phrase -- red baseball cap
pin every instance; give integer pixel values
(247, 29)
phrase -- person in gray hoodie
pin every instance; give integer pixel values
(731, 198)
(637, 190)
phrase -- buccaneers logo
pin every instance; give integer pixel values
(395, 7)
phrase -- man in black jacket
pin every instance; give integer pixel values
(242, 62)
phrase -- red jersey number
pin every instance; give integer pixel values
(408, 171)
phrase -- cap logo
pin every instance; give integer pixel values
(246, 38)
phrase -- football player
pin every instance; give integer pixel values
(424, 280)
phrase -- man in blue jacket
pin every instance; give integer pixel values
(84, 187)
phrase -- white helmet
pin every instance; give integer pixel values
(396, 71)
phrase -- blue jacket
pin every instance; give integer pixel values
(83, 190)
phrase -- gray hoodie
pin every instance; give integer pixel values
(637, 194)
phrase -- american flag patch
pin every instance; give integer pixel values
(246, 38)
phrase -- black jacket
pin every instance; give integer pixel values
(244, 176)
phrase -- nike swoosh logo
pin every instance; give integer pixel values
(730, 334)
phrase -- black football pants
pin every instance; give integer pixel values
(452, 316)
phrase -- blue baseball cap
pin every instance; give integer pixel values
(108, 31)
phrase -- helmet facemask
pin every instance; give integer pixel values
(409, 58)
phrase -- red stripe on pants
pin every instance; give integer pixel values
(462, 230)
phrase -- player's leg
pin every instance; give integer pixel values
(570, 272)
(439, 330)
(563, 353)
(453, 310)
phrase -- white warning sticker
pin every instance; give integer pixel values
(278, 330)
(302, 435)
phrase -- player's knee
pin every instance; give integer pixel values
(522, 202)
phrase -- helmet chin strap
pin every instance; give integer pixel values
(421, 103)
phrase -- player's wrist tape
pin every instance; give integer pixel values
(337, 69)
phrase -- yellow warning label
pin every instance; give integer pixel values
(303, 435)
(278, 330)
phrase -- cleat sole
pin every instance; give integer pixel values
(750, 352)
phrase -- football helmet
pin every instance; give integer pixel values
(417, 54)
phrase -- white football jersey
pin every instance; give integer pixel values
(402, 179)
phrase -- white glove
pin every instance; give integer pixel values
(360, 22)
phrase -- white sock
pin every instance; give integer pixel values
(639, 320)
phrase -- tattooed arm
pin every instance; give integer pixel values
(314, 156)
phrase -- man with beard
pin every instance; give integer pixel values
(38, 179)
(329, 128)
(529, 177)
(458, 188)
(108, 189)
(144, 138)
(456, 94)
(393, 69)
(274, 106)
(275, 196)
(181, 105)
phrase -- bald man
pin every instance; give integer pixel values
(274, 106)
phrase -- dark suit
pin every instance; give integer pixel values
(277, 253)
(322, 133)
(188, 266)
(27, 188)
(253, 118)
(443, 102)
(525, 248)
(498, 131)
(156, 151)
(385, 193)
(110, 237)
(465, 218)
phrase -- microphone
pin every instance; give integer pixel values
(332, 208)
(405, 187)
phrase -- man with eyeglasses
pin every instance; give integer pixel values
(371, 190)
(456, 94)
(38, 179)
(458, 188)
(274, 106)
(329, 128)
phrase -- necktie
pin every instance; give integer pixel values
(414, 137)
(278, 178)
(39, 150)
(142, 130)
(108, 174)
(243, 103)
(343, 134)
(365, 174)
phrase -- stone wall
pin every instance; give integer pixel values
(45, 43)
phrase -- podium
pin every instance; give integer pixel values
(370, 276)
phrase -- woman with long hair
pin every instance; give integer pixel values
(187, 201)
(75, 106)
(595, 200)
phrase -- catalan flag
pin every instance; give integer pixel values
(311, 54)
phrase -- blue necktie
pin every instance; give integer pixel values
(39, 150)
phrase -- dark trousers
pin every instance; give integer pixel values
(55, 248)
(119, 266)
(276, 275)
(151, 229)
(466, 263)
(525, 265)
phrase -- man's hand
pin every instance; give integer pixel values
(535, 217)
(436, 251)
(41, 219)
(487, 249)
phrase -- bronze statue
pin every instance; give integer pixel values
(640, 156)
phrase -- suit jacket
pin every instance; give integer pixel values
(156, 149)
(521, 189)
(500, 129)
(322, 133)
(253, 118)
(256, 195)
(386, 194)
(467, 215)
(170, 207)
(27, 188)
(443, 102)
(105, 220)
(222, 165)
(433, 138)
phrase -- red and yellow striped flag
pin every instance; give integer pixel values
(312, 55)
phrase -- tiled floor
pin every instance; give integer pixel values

What is asked: Turn every line of the items above into a Markdown table with the columns "Index" and "Content", giving each line its row number and its text. Leave out any blank lines.

Exercise response:
| Index | Content |
|---|---|
| 1 | phrase -- red baseball cap |
| 2 | pin every instance; give integer pixel values |
| 3 | (247, 29) |
| 4 | phrase -- person in gray hoodie |
| 5 | pin every instance; give integer pixel values |
| 6 | (731, 198) |
| 7 | (637, 190) |
| 8 | phrase -- buccaneers logo |
| 9 | pin every instance; give integer pixel values |
| 10 | (395, 7) |
| 11 | phrase -- man in black jacket |
| 12 | pin every instance; give integer pixel values |
| 13 | (242, 62) |
| 14 | phrase -- red jersey number |
| 15 | pin every instance; give integer pixel values |
| 16 | (408, 171) |
| 17 | phrase -- cap logo |
| 18 | pin every instance; give integer pixel values |
| 19 | (246, 38) |
| 20 | phrase -- football player |
| 21 | pin every instance; give integer pixel values |
| 22 | (424, 280) |
| 23 | phrase -- man in blue jacket |
| 24 | pin every instance; give integer pixel values |
| 25 | (84, 187) |
| 26 | phrase -- white helmet |
| 27 | pin every instance; give integer pixel values |
| 28 | (396, 71) |
| 29 | phrase -- blue jacket |
| 30 | pin every instance; give integer pixel values |
| 31 | (83, 190) |
| 32 | phrase -- gray hoodie |
| 33 | pin every instance; give integer pixel values |
| 34 | (637, 194) |
| 35 | phrase -- american flag patch |
| 36 | pin every instance; give integer pixel values |
| 37 | (246, 38) |
| 38 | phrase -- black jacket |
| 39 | pin every instance; give integer pixel values |
| 40 | (244, 176) |
| 41 | phrase -- nike swoosh logo |
| 42 | pin every instance; give integer pixel values |
| 43 | (730, 334) |
| 44 | phrase -- black football pants |
| 45 | pin every instance; give integer pixel values |
| 46 | (452, 316) |
| 47 | phrase -- blue baseball cap |
| 48 | pin every instance; give integer pixel values |
| 49 | (108, 31) |
| 50 | phrase -- helmet facemask |
| 51 | pin every instance; give integer pixel values |
| 52 | (409, 58) |
| 53 | phrase -- red stripe on pants |
| 54 | pin every instance; give integer pixel values |
| 55 | (462, 230) |
| 56 | phrase -- player's leg |
| 57 | pin every instance; give integer pixel values |
| 58 | (570, 272) |
| 59 | (439, 330) |
| 60 | (563, 353) |
| 61 | (453, 310) |
| 62 | phrase -- white warning sticker |
| 63 | pin every instance; give integer pixel values |
| 64 | (278, 330) |
| 65 | (302, 435) |
| 66 | phrase -- player's knee |
| 67 | pin every instance; give integer pixel values |
| 68 | (522, 202) |
| 69 | phrase -- helmet chin strap |
| 70 | pin every instance; give integer pixel values |
| 71 | (421, 103) |
| 72 | phrase -- player's wrist tape |
| 73 | pin every instance; give integer pixel values |
| 74 | (337, 69) |
| 75 | phrase -- yellow warning label |
| 76 | pin every instance; give integer pixel values |
| 77 | (303, 435) |
| 78 | (278, 330) |
| 79 | phrase -- cleat sole |
| 80 | pin every instance; give integer pixel values |
| 81 | (750, 352) |
| 82 | phrase -- football helmet |
| 83 | pin every instance; give integer pixel values |
| 84 | (417, 54) |
| 85 | phrase -- white football jersey |
| 86 | pin every instance; give integer pixel values |
| 87 | (402, 179) |
| 88 | phrase -- white glove |
| 89 | pin every instance; give integer pixel values |
| 90 | (360, 22) |
| 91 | phrase -- white sock |
| 92 | pin every instance; give integer pixel values |
| 93 | (639, 320) |
| 94 | phrase -- tattooed arm |
| 95 | pin every instance; give integer pixel values |
| 96 | (314, 156) |
| 97 | phrase -- man with beard |
| 98 | pin every instance; give integer pixel values |
| 99 | (38, 179) |
| 100 | (329, 128) |
| 101 | (529, 177) |
| 102 | (458, 188) |
| 103 | (108, 189) |
| 104 | (144, 138) |
| 105 | (456, 94) |
| 106 | (393, 69) |
| 107 | (274, 106) |
| 108 | (275, 196) |
| 109 | (181, 105) |
| 110 | phrase -- bald man |
| 111 | pin every instance; give integer pixel values |
| 112 | (274, 106) |
| 113 | phrase -- dark suit |
| 114 | pin every instance; give integer pixel values |
| 115 | (277, 253) |
| 116 | (322, 133) |
| 117 | (188, 266) |
| 118 | (27, 188) |
| 119 | (253, 118) |
| 120 | (443, 102) |
| 121 | (525, 248) |
| 122 | (498, 131) |
| 123 | (156, 151) |
| 124 | (385, 193) |
| 125 | (110, 237) |
| 126 | (465, 218) |
| 127 | phrase -- microphone |
| 128 | pin every instance; give integer pixel values |
| 129 | (332, 208) |
| 130 | (405, 187) |
| 131 | phrase -- man with eyeglasses |
| 132 | pin every instance; give integer pixel values |
| 133 | (371, 190) |
| 134 | (456, 94) |
| 135 | (38, 179) |
| 136 | (458, 188) |
| 137 | (274, 106) |
| 138 | (329, 128) |
| 139 | phrase -- necktie |
| 140 | pin every instance; give integer pixel values |
| 141 | (414, 137) |
| 142 | (278, 178) |
| 143 | (39, 150) |
| 144 | (142, 130) |
| 145 | (108, 174) |
| 146 | (243, 103) |
| 147 | (343, 134) |
| 148 | (365, 174) |
| 149 | phrase -- stone wall |
| 150 | pin every instance; give integer pixel values |
| 151 | (45, 43) |
| 152 | phrase -- podium |
| 153 | pin every instance; give integer pixel values |
| 154 | (370, 276) |
| 155 | phrase -- woman with long hair |
| 156 | pin every instance; give integer pixel values |
| 157 | (187, 201) |
| 158 | (75, 106) |
| 159 | (595, 200) |
| 160 | phrase -- catalan flag |
| 161 | pin every instance; give integer pixel values |
| 162 | (311, 54) |
| 163 | phrase -- blue necktie |
| 164 | pin every instance; give integer pixel values |
| 165 | (39, 150) |
| 166 | phrase -- dark trousers |
| 167 | pin every instance; give integer pixel values |
| 168 | (55, 248) |
| 169 | (119, 266) |
| 170 | (276, 275) |
| 171 | (151, 229) |
| 172 | (466, 263) |
| 173 | (525, 265) |
| 174 | phrase -- man's hand |
| 175 | pin every instance; give integer pixel values |
| 176 | (535, 217) |
| 177 | (436, 251) |
| 178 | (41, 219) |
| 179 | (487, 249) |
| 180 | phrase -- bronze statue |
| 181 | pin every instance; give integer pixel values |
| 182 | (640, 156) |
| 183 | phrase -- suit jacket |
| 184 | pin every instance; give integer pixel values |
| 185 | (156, 149) |
| 186 | (521, 189) |
| 187 | (500, 129) |
| 188 | (322, 133) |
| 189 | (253, 118) |
| 190 | (256, 195) |
| 191 | (386, 194) |
| 192 | (467, 215) |
| 193 | (170, 207) |
| 194 | (27, 188) |
| 195 | (443, 102) |
| 196 | (105, 220) |
| 197 | (222, 165) |
| 198 | (433, 138) |
| 199 | phrase -- red and yellow striped flag |
| 200 | pin every instance; give integer pixel values |
| 201 | (312, 55) |
| 202 | phrase -- tiled floor |
| 203 | pin every instance; give integer pixel values |